═════ Supplied text

Captain 11 is an after-school children's program for over 41 years on KELO-TV, broadcast on channel 11 from Sioux Falls, South Dakota.  Station weatherman Dave Dedrick donned a yellow-trimmed blue pilot uniform with hat and daily (later weekly as cable TV began to cut into its ratings) became the jolly host of the show.  The show primarily played cartoons and other children's fare, and featured the Captain having all the kids (his "crew") introduce themselves on the air, guessing to win the toy chest, and children with birthdays working the Captain's control panel of lights and switches.  The show ended with the Captain playing the "freezeberg" game with the children, having them: Face the camera and wave one hand: then wave both hands: followed by wave both hands and one foot then wave both hands and both feet which usually resulted in most of the kids jumping up and down while facing the camera.  Finally, the Captain would tell them to "freeze", not moving a muscle as the camera panned over the crowd of kids attempting to remain still.

══════════
═════ Data extract

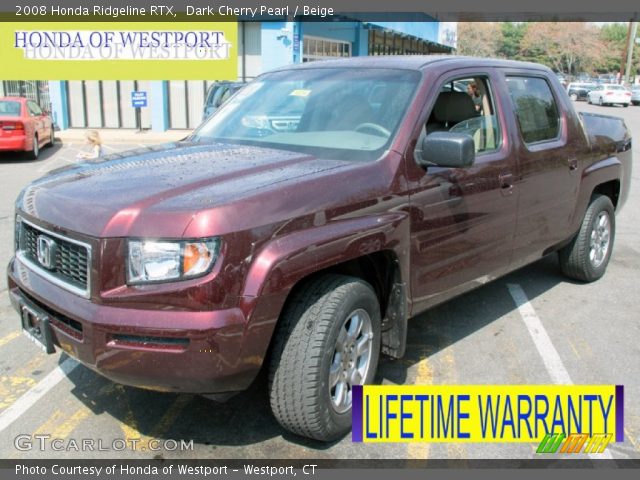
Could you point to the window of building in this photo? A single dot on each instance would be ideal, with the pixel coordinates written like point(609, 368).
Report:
point(316, 48)
point(535, 108)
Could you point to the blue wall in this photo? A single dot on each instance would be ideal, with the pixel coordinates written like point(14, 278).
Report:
point(277, 44)
point(58, 97)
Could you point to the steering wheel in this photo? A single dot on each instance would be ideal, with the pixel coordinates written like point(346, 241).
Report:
point(375, 127)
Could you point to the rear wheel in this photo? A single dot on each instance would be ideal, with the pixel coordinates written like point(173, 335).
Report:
point(327, 341)
point(33, 154)
point(587, 256)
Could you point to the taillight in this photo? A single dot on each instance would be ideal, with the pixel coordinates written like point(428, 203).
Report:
point(12, 125)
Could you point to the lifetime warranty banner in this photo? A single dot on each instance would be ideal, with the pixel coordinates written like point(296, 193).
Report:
point(485, 413)
point(125, 51)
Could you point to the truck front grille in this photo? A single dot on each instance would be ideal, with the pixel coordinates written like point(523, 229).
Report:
point(60, 258)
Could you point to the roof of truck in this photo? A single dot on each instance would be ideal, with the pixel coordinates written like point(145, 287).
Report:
point(415, 62)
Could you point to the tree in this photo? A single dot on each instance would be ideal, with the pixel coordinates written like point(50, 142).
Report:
point(614, 37)
point(512, 34)
point(568, 47)
point(479, 39)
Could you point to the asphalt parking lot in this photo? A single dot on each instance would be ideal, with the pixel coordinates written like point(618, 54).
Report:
point(479, 338)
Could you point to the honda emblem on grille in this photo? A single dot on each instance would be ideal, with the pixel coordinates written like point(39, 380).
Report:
point(46, 251)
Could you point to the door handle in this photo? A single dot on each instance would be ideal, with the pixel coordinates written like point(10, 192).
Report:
point(506, 183)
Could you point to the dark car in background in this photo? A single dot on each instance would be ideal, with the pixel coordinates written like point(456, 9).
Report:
point(217, 94)
point(24, 126)
point(579, 90)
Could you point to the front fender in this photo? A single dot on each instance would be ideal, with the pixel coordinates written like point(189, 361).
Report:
point(285, 261)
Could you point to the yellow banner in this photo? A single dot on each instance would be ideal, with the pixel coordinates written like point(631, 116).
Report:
point(119, 51)
point(483, 413)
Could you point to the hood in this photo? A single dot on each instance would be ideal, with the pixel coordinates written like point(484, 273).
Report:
point(158, 190)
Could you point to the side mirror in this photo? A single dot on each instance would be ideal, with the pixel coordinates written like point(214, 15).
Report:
point(447, 149)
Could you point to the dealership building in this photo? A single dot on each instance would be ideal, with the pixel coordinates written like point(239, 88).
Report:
point(262, 46)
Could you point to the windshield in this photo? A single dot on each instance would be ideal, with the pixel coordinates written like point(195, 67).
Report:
point(340, 113)
point(9, 108)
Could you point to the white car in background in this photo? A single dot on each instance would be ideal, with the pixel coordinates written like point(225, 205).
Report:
point(609, 94)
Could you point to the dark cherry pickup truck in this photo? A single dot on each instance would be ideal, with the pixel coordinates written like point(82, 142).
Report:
point(302, 225)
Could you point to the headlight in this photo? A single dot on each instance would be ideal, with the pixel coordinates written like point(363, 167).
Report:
point(161, 261)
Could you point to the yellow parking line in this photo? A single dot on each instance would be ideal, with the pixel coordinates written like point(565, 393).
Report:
point(7, 338)
point(171, 415)
point(13, 386)
point(424, 376)
point(632, 440)
point(130, 427)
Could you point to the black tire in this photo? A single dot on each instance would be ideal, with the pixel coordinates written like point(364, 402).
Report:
point(33, 154)
point(305, 348)
point(576, 258)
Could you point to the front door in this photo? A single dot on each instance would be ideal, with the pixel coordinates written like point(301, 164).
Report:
point(462, 219)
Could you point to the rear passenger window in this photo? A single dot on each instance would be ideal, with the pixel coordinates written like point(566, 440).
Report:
point(535, 107)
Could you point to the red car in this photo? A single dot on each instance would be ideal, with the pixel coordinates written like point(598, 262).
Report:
point(24, 126)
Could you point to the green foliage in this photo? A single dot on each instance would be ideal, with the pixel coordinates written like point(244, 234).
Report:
point(579, 47)
point(512, 34)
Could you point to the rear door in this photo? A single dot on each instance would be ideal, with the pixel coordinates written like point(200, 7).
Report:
point(462, 219)
point(548, 148)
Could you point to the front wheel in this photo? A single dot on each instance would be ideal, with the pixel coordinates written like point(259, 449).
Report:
point(52, 138)
point(587, 256)
point(327, 341)
point(33, 154)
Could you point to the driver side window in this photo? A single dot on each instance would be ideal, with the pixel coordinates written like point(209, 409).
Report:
point(464, 105)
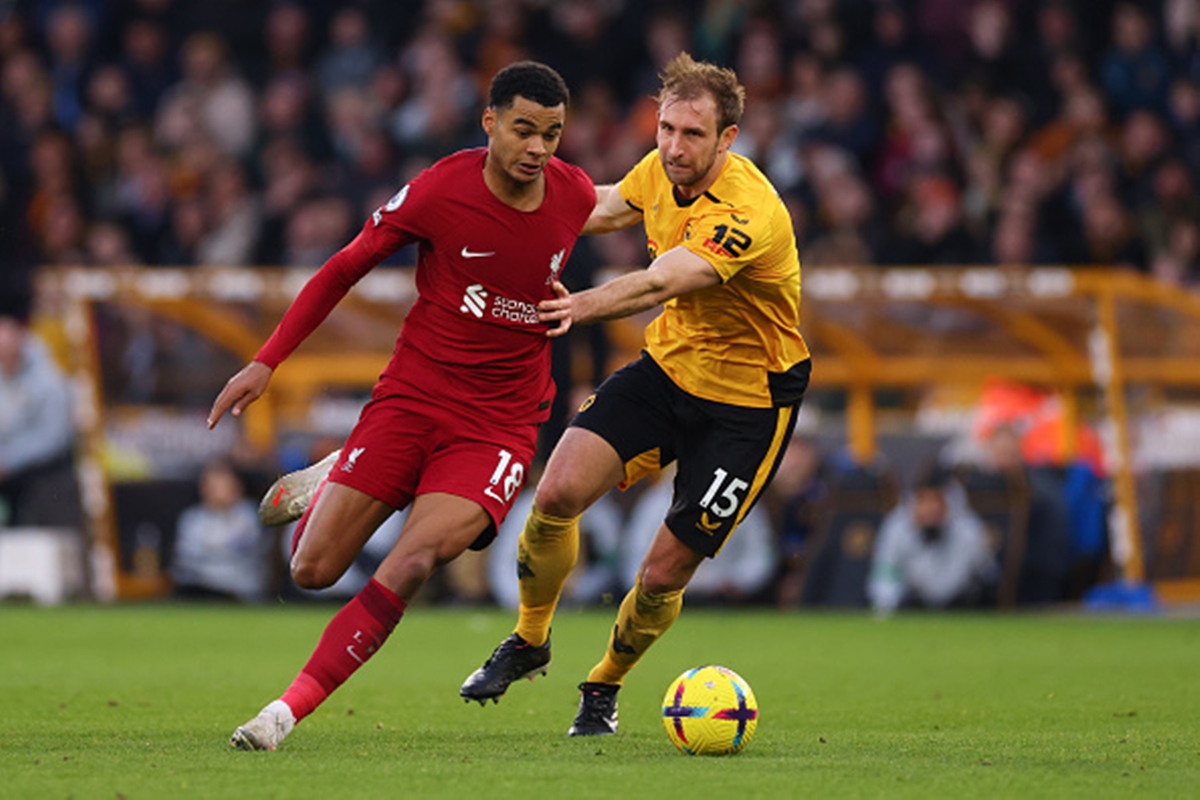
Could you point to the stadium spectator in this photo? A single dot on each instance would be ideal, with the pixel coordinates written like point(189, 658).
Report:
point(931, 551)
point(940, 83)
point(743, 575)
point(221, 549)
point(730, 284)
point(1135, 71)
point(37, 485)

══════════

:: Task description ::
Decide whether each statement below agrees with the Captain 11 text, answering yes or no and quoting the deciding words of the text exactly. 1. The host of the program was a station weatherman. 2. Children with birthdays won the toy chest. 3. The show ended with a game called "freezeberg."

:: Full answer ::
1. Yes: "Station weatherman Dave Dedrick donned a yellow-trimmed blue pilot uniform with hat"
2. No: "guessing to win the toy chest, and children with birthdays working the Captain's control panel of lights and switches"
3. Yes: "The show ended with the Captain playing the "freezeberg" game with the children"